■ Given task
Recast the lines from the one holding "green stem, a" through the one holding "743], [732, 630]]", inclusive, as a numbered list, leaving out any blank lines.

(Object position labeling records)
------------------------
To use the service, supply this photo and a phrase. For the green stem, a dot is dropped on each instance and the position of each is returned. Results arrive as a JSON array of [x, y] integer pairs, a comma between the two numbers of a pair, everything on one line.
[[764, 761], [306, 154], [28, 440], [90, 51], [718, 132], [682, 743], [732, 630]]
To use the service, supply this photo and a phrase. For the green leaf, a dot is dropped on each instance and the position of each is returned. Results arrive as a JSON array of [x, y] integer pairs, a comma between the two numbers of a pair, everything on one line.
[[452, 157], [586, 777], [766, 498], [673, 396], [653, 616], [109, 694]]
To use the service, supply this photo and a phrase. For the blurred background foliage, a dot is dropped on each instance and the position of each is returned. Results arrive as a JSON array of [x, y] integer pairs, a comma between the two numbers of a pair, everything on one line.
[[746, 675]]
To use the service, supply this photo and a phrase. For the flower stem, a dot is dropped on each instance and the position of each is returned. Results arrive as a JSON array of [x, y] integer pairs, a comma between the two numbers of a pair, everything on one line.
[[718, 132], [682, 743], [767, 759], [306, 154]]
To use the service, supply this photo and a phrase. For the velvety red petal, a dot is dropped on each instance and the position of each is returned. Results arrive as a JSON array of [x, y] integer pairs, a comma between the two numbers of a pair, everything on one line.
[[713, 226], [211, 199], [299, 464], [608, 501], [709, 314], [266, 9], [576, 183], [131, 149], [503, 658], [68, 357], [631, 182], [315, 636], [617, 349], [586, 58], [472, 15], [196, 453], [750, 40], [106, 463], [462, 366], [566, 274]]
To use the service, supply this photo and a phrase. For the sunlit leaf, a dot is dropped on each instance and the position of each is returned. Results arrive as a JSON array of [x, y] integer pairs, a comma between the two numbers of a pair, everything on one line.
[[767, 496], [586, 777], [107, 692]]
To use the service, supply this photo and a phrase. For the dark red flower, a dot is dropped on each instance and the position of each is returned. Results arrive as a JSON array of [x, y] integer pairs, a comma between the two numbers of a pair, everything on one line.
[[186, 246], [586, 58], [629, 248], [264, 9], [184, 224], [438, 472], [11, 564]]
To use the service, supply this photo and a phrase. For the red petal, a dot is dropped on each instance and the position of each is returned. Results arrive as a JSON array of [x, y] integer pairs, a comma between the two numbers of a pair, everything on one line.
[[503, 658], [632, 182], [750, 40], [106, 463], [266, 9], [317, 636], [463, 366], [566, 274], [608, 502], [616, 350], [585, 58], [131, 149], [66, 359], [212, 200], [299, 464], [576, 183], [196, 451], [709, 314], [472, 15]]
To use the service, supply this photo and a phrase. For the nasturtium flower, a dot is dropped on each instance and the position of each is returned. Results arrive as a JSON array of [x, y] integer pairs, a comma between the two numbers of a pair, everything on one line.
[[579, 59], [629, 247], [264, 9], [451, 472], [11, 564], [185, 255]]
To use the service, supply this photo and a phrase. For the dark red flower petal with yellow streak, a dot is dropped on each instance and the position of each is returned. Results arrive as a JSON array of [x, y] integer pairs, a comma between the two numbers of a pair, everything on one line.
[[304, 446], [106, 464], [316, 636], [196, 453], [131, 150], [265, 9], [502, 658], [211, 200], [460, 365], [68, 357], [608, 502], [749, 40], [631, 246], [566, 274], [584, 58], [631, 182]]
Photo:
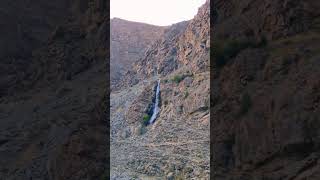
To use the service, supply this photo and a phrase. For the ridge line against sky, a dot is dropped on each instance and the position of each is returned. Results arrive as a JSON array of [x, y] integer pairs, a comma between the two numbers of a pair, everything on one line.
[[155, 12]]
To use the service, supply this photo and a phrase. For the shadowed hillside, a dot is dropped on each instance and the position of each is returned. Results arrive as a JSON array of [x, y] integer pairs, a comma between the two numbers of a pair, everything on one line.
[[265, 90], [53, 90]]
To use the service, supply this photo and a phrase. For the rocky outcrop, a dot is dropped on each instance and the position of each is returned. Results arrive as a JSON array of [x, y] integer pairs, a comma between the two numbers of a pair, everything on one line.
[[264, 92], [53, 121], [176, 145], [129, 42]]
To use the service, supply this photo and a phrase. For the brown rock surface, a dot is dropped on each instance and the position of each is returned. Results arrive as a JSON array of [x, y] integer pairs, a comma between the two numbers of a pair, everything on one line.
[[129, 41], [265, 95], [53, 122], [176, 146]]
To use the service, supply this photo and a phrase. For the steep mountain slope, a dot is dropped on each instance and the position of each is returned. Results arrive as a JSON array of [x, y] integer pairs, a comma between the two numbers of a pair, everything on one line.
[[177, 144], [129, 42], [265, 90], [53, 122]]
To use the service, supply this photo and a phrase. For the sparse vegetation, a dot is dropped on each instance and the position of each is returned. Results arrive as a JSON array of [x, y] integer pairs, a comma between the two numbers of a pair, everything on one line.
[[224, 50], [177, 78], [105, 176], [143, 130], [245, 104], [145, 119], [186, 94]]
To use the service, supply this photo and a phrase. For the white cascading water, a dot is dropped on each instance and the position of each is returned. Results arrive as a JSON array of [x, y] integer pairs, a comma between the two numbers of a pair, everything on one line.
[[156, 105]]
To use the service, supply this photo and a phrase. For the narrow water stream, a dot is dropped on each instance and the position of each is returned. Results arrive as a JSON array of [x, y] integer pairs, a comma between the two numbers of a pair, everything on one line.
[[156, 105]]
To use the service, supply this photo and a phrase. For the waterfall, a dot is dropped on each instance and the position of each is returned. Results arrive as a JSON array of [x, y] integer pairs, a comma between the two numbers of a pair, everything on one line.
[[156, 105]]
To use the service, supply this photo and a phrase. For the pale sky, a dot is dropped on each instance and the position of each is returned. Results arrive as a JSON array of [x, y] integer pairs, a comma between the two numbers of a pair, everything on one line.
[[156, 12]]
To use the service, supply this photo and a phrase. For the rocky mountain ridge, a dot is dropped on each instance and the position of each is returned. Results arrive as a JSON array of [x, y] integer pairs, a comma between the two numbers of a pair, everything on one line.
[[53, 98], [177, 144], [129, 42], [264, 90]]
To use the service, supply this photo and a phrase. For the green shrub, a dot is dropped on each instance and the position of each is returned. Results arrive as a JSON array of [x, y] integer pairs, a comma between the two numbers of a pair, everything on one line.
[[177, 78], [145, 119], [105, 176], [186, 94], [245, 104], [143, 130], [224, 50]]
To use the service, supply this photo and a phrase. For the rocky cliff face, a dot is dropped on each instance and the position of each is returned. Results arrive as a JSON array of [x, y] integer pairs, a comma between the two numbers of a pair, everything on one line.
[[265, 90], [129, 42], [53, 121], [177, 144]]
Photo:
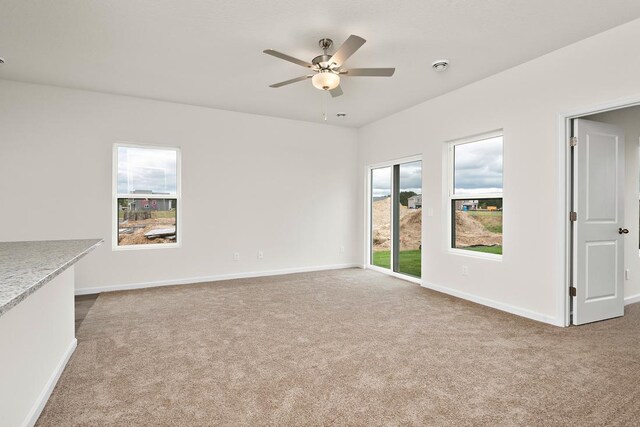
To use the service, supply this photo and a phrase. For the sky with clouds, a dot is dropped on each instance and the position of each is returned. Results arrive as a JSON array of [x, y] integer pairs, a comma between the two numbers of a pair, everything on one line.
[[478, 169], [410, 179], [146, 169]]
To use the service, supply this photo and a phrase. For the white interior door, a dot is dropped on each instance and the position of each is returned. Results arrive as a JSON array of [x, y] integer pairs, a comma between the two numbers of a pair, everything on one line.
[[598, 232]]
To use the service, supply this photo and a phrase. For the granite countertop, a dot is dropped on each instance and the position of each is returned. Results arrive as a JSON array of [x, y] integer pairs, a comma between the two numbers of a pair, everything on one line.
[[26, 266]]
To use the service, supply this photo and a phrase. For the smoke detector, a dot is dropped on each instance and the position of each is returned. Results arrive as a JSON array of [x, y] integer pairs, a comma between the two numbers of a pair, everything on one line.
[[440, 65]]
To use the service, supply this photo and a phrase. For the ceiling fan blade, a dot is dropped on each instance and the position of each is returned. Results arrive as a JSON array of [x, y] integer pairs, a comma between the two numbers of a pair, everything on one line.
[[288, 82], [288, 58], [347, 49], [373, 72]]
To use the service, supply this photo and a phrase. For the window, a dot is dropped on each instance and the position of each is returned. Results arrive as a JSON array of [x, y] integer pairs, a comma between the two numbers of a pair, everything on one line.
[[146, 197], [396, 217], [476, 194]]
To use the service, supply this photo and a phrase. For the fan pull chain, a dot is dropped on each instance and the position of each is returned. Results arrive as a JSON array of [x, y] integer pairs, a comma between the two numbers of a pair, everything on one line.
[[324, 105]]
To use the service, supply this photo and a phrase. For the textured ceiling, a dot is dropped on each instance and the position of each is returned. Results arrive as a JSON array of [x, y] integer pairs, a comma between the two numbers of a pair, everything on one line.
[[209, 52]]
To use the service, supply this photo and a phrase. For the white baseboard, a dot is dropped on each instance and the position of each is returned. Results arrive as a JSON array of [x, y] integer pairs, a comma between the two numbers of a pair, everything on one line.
------------------------
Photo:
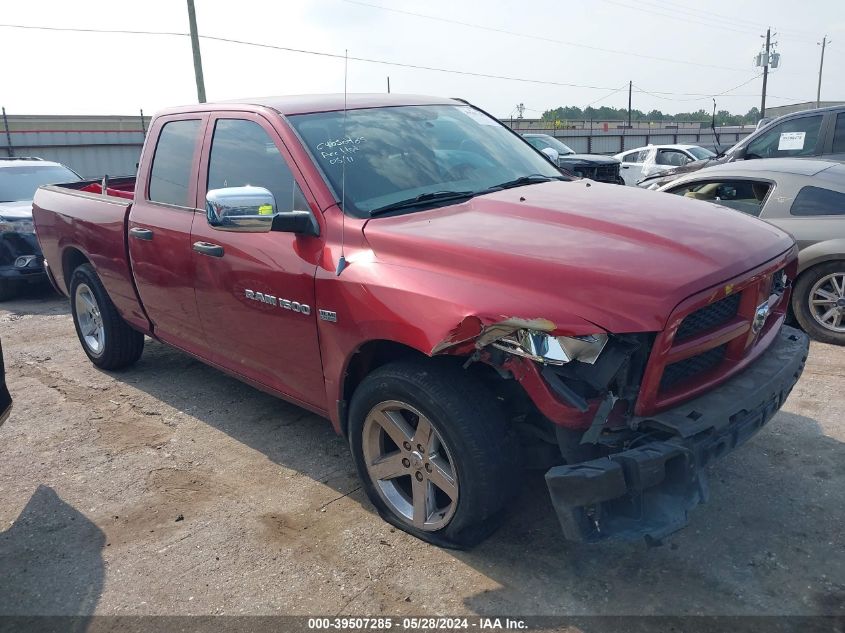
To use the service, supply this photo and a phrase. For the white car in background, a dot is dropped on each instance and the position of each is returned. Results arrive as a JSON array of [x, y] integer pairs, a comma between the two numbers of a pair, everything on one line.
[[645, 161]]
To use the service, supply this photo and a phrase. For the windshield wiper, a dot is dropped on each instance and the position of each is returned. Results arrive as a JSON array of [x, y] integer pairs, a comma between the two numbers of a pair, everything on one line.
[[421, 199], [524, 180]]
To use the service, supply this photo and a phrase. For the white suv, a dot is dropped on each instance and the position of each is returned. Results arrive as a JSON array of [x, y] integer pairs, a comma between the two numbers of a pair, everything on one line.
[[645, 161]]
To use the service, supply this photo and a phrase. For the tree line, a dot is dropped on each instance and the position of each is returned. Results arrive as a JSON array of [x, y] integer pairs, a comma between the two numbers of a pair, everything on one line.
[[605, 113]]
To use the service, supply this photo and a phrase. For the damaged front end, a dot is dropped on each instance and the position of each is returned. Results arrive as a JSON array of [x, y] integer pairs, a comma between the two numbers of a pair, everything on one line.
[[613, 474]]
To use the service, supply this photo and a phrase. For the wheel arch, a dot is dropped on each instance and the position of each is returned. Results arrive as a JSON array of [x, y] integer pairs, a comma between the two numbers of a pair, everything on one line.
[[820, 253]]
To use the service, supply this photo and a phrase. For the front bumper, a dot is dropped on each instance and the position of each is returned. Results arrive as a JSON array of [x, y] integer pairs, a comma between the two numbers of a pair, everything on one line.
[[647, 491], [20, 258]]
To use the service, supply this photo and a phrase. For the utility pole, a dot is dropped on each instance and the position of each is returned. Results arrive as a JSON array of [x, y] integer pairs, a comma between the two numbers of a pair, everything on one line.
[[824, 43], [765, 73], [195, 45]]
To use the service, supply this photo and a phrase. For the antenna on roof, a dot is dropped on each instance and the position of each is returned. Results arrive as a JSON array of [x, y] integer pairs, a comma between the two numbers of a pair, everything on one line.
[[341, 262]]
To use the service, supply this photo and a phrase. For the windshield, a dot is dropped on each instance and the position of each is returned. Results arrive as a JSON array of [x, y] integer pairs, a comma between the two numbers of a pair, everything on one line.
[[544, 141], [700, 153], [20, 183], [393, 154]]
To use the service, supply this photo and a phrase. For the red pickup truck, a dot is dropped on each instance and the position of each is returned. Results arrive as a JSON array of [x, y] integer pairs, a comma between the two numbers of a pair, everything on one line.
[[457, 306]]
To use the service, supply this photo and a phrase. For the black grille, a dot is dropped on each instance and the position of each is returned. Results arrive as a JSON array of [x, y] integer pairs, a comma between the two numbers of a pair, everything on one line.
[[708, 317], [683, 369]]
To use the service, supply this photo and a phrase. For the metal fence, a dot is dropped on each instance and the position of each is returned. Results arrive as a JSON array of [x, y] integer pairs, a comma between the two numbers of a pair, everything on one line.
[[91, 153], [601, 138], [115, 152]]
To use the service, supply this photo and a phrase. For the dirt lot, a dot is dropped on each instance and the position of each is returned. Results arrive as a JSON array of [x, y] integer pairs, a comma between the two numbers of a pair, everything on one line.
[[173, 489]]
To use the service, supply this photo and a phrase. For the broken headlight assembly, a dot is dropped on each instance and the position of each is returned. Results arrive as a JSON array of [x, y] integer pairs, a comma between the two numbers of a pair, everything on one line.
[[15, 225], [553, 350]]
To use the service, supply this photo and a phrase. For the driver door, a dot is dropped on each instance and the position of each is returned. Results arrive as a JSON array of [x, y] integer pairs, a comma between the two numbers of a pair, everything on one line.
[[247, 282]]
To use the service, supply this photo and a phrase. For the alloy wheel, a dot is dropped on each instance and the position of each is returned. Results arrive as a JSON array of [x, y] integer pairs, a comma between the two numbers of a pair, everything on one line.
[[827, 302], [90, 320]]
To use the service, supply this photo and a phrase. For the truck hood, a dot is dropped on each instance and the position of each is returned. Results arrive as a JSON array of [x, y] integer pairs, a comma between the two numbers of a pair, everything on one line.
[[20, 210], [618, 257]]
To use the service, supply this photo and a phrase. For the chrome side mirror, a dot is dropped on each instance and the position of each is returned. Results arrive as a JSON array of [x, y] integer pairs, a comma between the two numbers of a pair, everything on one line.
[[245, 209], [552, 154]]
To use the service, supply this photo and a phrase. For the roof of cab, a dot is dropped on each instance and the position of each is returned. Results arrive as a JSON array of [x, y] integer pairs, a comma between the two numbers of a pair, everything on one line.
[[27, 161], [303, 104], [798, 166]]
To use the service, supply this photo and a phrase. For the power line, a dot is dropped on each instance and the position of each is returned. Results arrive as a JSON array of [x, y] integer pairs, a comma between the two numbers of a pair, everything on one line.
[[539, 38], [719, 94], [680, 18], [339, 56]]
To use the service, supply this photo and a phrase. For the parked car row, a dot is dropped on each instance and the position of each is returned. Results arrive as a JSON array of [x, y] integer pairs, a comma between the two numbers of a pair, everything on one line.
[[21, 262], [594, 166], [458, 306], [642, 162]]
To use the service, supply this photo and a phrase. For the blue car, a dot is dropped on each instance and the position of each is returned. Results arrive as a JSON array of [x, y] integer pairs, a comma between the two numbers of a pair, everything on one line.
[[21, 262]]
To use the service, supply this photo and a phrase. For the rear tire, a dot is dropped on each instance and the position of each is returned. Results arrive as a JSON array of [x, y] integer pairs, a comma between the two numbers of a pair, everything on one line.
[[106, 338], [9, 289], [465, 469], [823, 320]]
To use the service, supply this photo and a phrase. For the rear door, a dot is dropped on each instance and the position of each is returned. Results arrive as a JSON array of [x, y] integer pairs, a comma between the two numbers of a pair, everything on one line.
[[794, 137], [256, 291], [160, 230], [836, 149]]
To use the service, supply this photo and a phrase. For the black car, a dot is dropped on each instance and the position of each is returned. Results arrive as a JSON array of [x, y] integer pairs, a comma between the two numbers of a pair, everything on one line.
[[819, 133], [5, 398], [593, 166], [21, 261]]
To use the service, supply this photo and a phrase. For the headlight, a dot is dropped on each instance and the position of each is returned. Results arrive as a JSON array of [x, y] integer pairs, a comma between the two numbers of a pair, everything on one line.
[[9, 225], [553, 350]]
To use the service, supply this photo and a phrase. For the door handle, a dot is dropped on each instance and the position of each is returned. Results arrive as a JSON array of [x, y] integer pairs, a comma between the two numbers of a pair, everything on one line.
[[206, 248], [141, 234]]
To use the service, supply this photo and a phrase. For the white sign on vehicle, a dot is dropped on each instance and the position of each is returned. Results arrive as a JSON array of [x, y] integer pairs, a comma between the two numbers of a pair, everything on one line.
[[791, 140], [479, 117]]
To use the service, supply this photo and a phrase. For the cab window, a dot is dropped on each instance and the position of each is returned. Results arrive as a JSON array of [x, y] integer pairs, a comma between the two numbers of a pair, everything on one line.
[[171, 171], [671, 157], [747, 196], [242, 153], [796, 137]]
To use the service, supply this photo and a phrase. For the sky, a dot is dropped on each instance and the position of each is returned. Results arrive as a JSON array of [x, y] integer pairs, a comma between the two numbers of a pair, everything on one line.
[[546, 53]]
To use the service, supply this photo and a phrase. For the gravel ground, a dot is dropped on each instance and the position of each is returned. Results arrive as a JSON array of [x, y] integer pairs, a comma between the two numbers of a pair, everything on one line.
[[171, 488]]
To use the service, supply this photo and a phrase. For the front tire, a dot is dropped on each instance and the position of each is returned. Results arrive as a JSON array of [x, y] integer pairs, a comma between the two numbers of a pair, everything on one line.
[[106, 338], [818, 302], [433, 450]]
------------------------
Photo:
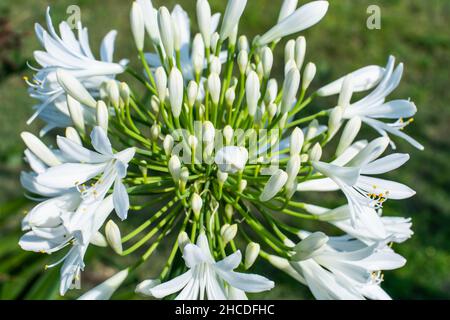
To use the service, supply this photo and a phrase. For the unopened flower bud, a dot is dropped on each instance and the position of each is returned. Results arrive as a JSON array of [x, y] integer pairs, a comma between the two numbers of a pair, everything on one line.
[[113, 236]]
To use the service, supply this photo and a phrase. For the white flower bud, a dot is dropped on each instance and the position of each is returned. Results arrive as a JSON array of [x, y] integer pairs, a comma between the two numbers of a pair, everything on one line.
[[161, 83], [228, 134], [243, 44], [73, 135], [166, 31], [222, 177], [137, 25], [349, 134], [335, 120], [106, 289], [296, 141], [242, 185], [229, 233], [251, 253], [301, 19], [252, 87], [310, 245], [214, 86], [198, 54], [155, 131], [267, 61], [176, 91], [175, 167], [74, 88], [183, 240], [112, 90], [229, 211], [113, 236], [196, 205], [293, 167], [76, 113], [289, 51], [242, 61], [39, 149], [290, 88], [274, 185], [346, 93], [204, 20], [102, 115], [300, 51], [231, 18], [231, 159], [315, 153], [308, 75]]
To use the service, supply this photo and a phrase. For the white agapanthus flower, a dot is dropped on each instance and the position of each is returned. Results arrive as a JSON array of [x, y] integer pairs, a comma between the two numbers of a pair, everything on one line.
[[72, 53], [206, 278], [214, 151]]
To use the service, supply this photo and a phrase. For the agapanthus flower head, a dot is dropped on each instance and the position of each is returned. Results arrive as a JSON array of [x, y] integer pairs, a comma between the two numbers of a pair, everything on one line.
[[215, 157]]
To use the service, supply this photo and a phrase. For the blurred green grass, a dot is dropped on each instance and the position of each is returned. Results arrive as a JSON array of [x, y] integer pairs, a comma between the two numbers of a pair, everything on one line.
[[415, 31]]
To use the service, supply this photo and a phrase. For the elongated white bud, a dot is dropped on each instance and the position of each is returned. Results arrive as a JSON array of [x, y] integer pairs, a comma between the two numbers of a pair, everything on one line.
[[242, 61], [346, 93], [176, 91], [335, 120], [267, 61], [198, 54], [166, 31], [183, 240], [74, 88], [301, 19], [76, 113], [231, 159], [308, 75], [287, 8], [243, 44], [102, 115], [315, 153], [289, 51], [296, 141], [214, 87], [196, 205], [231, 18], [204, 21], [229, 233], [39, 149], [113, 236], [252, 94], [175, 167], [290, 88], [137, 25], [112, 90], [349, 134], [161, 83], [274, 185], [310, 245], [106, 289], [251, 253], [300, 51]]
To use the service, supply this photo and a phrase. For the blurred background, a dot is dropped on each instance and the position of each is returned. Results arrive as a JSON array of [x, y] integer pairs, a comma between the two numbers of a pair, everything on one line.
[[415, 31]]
------------------------
■ Response to this task
1. To use the service, supply this photo and a phrase. For the green stem, a dot is dropped on each instance and the position of each is returned. Results arrive as a JSON array of [x, y] integer pairs, a comma between the two numbers of a pair, everything on one line.
2. [[764, 761], [306, 154], [28, 440], [90, 51], [718, 132], [682, 743], [732, 630]]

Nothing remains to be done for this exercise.